**Provided entries**.
***

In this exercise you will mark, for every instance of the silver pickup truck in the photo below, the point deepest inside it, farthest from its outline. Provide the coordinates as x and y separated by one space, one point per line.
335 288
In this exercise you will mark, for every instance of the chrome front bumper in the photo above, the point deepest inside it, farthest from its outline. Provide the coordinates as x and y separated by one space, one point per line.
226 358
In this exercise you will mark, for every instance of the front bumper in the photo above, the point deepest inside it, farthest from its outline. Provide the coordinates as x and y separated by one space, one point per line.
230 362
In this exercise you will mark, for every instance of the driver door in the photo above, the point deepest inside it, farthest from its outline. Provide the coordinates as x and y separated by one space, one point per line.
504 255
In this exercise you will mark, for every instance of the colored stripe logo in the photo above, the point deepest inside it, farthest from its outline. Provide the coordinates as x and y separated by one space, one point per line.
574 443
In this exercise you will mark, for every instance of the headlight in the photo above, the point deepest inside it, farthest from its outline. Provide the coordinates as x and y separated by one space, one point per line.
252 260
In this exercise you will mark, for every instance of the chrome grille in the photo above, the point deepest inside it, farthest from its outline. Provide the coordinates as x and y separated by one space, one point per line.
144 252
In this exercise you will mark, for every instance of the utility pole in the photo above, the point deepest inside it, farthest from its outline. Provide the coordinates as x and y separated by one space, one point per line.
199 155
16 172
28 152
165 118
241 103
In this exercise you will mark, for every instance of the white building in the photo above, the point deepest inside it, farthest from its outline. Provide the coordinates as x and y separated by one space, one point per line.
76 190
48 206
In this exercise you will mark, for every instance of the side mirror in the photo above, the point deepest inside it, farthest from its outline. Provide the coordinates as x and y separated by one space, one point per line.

***

**Challenge**. Reproduce the records word for word, beginning at the line that contains "the chrome grille" and continuing through the final line of the records.

**Result of the exercise**.
In this exercise you will mark, for every instance of the chrome grille in the photo above, the point deepest inside it, farthest from its outline. Provide the coordinates as x and y separated by one space, one point per line.
144 252
In this exercise you will mark, for every instance of the utility pole in the photo above, the point deepest inside it, farthest from its outline. Provide the coordinates as x and y separated by one space, one point per line.
199 155
16 172
28 152
165 118
241 103
In this exercise you will mark, for every instance of the white building in the photo above, the point deepest inside it, farthest from its outline. Provide the coordinates as x and y separated by one space, one point per line.
76 190
48 206
In this exercise you will mark, for every instance of the side mirror in the photo above, the point deepest inside it, farthest from its outline. Provide the coordinates as x and y separated by one space, one point per line.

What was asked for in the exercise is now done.